**Input for this task**
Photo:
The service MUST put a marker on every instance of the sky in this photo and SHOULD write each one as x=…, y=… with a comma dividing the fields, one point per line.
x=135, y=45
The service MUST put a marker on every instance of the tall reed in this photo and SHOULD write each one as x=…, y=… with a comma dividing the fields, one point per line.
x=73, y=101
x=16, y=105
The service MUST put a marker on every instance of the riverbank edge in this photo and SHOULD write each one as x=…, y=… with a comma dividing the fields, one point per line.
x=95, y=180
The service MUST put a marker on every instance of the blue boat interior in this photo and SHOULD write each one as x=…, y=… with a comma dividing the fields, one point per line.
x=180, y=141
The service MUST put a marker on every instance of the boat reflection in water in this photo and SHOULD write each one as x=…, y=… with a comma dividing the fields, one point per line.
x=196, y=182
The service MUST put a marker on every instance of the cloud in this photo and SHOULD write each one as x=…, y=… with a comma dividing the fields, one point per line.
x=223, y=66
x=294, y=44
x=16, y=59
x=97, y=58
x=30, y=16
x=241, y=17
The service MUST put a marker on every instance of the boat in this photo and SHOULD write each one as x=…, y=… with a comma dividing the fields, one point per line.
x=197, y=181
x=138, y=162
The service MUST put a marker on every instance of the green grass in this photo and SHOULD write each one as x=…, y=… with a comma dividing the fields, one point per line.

--

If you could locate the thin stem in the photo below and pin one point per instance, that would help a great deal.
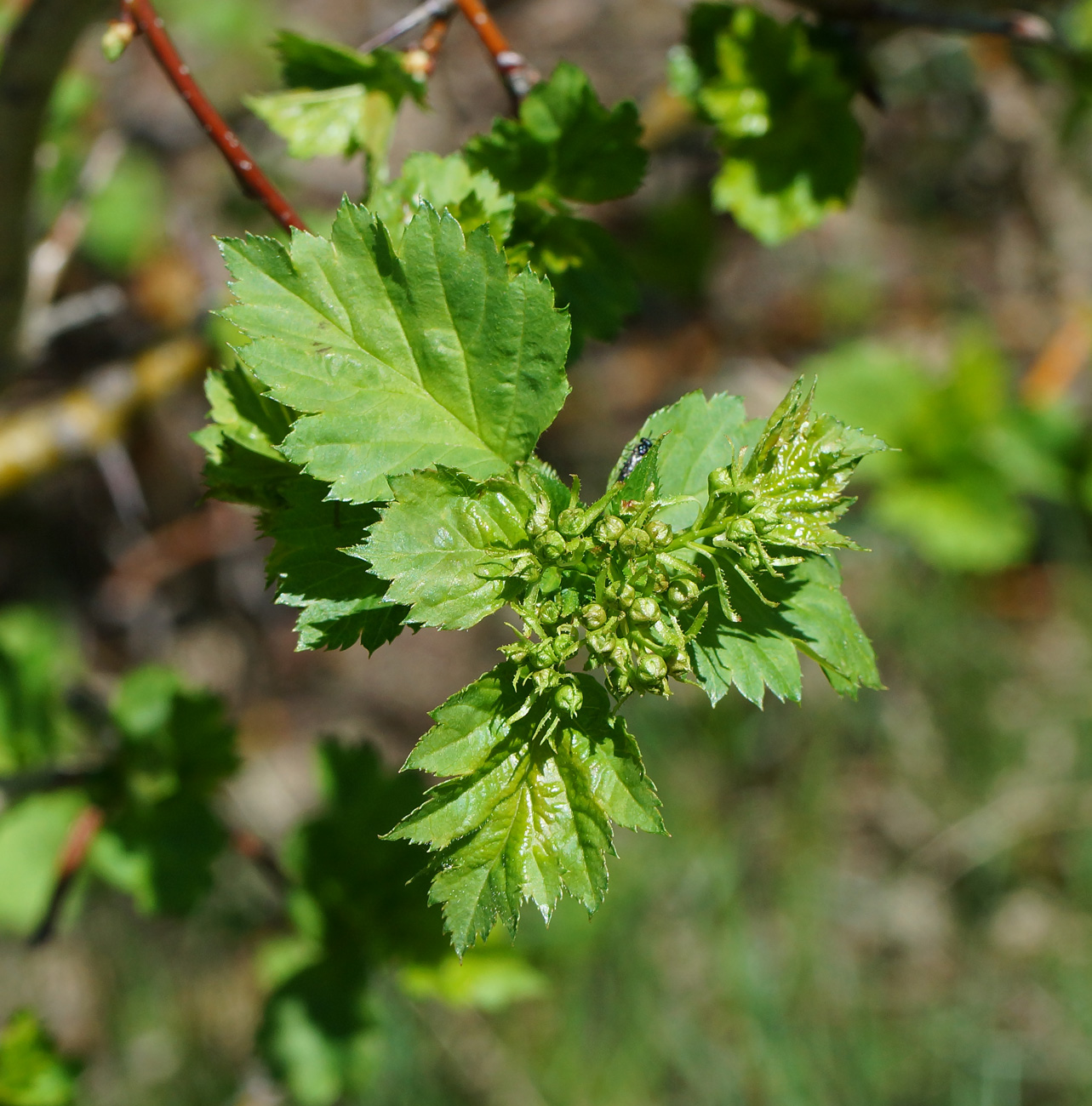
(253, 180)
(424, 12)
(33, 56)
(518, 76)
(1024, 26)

**Work required**
Set down, from the entries above, exactly the lines from the one with "the boat in" up to and including the one with "of the green", and no other lines.

**Completed task**
The service MUST put a marker on every instance of the boat in this photo and SHOULD write each one as x=…, y=… with a comma dividing the fields, one point per line.
x=197, y=181
x=138, y=162
The service MUST put a marker on every instance of the green grass in this photo and SHOULD write each one as x=…, y=… with a comma dividing the fields, one point per line.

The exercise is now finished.